### Given problem:
Would you reproduce each of the records below line for line, leaving every character unchanged?

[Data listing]

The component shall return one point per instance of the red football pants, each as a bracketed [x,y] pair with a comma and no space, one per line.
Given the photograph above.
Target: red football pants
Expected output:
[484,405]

### Correct result:
The component shall return one point per instance of the red football pants, each as a bracketed [x,y] pair with a comma and no space, one per line.
Given the photograph above.
Target: red football pants
Expected output:
[484,405]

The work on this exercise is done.